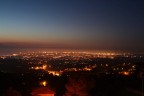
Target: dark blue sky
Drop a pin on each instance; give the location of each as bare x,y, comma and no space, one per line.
86,24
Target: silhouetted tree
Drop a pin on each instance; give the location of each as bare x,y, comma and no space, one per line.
79,86
12,92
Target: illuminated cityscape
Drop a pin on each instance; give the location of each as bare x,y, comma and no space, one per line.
71,48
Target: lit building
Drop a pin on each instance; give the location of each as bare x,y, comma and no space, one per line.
42,91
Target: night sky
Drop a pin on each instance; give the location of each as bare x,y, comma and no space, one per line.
78,24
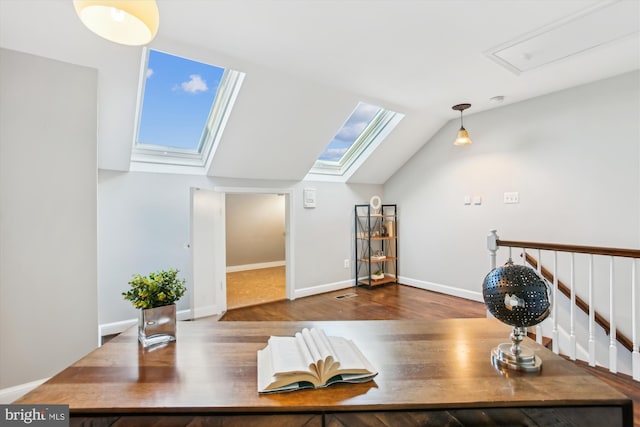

* [REQUIREMENTS] Return the records exactly, starting at the line that contains "Target: lit building" and continuing through the end of the records. Leave the pictures out of your answer.

* [TASK RESULT]
Target: lit building
Drop a pin on each instance; give the location of each as bare x,y, comma and no space, one per line.
42,91
Target: night sky
Drop a pin on each instance; give the location of each as bare x,y, comma and no space, one per line.
78,24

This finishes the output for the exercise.